▸ **REQUIRED TASKS**:
A. Decide whether each statement agrees with the article on outsourcing and the new US leadership. Answer yes or no for each and quote the deciding words from the article. (i) The 2016 Deloitte review found that 59 percent of respondents used outsourcing to cut costs. (ii) Most of the companies in that review were using outsourcing to deliver transformational change. (iii) Ford canceled a car plant it had planned in Mexico.
B. According to the article on outsourcing and the new US leadership, how much did a tweet slice off Boeing's share price?

▸ **DOCUMENT**:
- - -

Impact on Outsourcing Industry due to New US Leadership and Their Policies 14 Feb 2017

Impact on Outsourcing Industry due to New US Leadership and Their Policies

America’s new leadership has already demonstrated an uncanny knack for flustering business leaders by affecting share prices and confusing members of his own administration and party alike with their brand of rule by Twitter and Executive Orders. Is there any reason to expect outsourcing will be immune to the winds of change sweeping America and beyond?

Outsourcing has become a bell-weather indicator of the economy’s underlying direction. The sector reflects the way businesses are thinking about their operations, how they manage costs and which aspects of the business need transformation.

In healthy years, analysts look at outsourcing to discern strategic shifts in management philosophy, capital deployment and cost focus. A 2016 review of global outsourcing by Deloitte provided a window into outsourcing pre-leadership change in the US. The study found 59 percent of the respondents still used outsourcing to cut costs, while 57 percent believed that outsourcing allowed them to focus more effectively on their core businesses. Only 17 percent of the companies were using outsourcing to deliver transformational change.

As the post-inauguration media coverage has made clear, these are not normal times. In 2017, politics overtook economics, serving up challenges for private and public sector leaders alike. While interpreting the new leadership doctrine on any given day is akin to trying to understand the underlying mechanics of an Ouija board, five broad themes emerged from the early actions of the new leadership. Each has the potential to reshape outsourcing’s fortunes:

  1. Offshoring Is Dead
  2. The Politics of Dancing
  3. Automation Is Redefining Outsourcing
  4. Growth of Peer Ecosystems
  5. Security, Security, Security!

Offshoring Is Dead

With the new leadership’s stump promises to return jobs to America; offshoring is looking like the gawky guy with two left feet at the dance left without a chair when the music stopped. As Lockheed-Martin and Boeing found when a tweet sliced $4 billion and $3.5 billion apiece off their share prices, the new US leadership’s twitter feed is capable of shifting the Dow Index in a heartbeat. Ford saw the writing on the wall and scrapped a $1.6 billion car plant in Mexico bringing 700 jobs home to Michigan.

- - -

▸ **DATA ENTRIES**:
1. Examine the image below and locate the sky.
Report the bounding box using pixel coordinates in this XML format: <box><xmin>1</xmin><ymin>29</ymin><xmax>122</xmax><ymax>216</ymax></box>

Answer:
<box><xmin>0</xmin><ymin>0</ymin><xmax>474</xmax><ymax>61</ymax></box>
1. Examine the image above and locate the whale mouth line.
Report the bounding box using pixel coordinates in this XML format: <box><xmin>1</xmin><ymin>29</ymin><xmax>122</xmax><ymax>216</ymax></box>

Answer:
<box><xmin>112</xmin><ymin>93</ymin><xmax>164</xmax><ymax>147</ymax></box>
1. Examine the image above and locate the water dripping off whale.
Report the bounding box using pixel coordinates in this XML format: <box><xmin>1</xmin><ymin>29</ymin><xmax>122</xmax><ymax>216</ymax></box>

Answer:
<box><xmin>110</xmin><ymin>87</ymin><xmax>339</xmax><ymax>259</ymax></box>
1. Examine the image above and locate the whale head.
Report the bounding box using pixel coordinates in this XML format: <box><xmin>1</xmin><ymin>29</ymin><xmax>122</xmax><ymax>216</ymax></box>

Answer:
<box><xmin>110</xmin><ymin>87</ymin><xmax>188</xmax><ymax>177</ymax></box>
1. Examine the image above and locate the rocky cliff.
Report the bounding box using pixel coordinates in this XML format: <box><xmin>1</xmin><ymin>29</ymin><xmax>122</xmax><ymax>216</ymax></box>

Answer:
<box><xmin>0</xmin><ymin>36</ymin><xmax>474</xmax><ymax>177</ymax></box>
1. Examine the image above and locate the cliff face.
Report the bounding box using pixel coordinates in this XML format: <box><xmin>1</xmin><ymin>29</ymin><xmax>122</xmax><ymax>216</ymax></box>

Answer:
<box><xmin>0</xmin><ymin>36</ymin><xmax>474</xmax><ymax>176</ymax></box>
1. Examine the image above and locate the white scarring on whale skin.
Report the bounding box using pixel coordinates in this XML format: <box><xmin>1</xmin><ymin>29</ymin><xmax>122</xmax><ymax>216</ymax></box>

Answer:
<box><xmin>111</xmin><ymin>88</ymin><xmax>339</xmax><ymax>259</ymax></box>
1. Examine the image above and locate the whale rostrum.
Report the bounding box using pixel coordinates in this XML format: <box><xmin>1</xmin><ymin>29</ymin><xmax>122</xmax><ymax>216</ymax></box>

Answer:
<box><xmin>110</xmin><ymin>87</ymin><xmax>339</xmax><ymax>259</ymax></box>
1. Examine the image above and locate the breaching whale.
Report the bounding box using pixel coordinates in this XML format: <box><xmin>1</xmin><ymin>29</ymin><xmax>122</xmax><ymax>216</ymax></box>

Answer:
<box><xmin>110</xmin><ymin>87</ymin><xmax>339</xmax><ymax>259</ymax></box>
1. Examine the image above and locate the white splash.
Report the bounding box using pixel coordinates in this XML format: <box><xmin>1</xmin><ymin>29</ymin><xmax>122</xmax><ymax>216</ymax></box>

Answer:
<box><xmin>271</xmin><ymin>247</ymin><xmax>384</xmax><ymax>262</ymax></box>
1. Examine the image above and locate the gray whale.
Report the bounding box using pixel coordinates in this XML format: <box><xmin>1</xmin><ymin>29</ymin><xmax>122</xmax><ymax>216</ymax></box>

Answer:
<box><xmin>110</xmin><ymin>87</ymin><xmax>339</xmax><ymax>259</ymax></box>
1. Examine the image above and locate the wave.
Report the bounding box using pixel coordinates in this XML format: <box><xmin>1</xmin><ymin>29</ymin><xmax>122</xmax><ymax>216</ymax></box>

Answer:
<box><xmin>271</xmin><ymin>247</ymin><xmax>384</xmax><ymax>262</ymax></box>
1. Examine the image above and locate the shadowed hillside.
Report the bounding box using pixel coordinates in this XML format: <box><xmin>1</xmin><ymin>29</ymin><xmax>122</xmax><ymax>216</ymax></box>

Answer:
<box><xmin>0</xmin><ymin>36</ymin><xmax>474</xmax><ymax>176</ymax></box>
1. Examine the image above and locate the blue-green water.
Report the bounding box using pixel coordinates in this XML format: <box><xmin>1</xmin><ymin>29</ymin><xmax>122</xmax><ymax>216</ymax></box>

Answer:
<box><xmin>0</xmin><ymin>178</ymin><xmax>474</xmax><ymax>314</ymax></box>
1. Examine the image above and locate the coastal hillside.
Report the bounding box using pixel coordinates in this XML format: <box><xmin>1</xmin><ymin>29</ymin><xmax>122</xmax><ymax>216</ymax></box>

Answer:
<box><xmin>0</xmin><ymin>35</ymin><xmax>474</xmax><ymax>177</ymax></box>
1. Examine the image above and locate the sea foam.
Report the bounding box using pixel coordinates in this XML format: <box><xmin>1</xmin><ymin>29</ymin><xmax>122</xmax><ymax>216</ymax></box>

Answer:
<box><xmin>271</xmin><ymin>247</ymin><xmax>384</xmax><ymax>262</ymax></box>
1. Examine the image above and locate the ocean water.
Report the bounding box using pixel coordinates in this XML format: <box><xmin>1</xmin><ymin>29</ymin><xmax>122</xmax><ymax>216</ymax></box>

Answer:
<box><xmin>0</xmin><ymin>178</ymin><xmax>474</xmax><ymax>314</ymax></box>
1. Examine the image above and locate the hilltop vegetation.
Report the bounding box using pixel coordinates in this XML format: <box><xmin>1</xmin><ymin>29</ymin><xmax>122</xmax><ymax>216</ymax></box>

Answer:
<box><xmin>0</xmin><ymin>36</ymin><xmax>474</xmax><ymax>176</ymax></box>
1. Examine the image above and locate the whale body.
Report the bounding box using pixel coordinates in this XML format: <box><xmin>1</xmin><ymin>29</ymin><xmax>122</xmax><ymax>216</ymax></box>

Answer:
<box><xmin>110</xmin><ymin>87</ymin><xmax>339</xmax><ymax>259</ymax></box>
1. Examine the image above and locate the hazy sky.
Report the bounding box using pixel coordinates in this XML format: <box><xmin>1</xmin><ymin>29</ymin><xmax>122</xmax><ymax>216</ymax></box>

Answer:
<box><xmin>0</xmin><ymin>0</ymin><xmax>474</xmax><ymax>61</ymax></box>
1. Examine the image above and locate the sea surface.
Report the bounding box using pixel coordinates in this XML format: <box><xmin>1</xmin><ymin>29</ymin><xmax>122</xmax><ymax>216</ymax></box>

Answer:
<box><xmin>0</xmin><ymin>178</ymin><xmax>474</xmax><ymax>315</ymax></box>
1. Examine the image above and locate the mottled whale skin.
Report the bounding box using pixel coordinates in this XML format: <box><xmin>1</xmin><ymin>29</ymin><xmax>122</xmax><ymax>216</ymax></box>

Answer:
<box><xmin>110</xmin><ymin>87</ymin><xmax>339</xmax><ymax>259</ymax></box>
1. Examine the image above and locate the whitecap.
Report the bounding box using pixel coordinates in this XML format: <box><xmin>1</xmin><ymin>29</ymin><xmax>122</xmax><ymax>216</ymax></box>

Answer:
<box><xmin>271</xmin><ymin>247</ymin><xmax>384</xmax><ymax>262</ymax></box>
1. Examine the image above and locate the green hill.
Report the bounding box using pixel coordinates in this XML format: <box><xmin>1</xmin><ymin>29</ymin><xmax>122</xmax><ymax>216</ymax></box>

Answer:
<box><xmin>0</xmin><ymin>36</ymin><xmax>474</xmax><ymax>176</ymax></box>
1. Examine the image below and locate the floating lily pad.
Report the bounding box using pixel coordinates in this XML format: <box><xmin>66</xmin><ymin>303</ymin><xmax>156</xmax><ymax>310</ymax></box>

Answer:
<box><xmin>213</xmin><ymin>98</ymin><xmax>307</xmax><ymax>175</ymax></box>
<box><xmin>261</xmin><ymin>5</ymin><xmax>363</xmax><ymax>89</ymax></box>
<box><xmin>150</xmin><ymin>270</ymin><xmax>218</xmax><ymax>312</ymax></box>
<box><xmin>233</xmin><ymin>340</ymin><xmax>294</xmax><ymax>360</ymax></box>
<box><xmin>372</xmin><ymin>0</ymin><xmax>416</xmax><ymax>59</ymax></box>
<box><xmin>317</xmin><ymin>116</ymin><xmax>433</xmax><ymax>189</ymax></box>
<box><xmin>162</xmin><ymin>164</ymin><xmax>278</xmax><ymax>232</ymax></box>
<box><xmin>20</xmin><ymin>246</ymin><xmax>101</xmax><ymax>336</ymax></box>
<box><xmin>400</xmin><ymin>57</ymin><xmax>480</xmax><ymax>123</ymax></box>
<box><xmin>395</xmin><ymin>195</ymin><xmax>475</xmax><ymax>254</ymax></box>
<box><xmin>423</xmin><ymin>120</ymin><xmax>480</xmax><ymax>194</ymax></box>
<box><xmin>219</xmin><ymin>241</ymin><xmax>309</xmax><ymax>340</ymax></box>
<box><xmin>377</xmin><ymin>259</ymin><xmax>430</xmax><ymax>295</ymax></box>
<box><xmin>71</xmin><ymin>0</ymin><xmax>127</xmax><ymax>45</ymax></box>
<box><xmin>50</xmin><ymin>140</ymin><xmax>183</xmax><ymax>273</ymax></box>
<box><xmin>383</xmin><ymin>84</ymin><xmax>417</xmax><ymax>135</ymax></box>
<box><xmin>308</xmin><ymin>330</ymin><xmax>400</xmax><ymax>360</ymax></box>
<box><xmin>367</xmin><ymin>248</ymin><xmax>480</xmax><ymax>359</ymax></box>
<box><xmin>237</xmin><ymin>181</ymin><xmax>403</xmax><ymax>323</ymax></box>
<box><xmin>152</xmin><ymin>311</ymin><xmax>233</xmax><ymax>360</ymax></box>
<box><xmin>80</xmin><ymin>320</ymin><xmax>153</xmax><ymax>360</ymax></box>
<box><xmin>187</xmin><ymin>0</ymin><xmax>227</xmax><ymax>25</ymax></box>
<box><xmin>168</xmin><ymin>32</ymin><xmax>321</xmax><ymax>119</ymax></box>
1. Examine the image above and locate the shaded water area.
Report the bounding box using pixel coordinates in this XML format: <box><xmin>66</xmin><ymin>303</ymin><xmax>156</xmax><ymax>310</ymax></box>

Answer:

- - -

▸ **SOLUTIONS TO THE TASKS**:
A.
(i) Yes: "The study found 59 percent of the respondents still used outsourcing to cut costs"
(ii) No: "Only 17 percent of the companies were using outsourcing to deliver transformational change."
(iii) Yes: "Ford saw the writing on the wall and scrapped a $1.6 billion car plant in Mexico bringing 700 jobs home to Michigan."

B. $3.5 billion.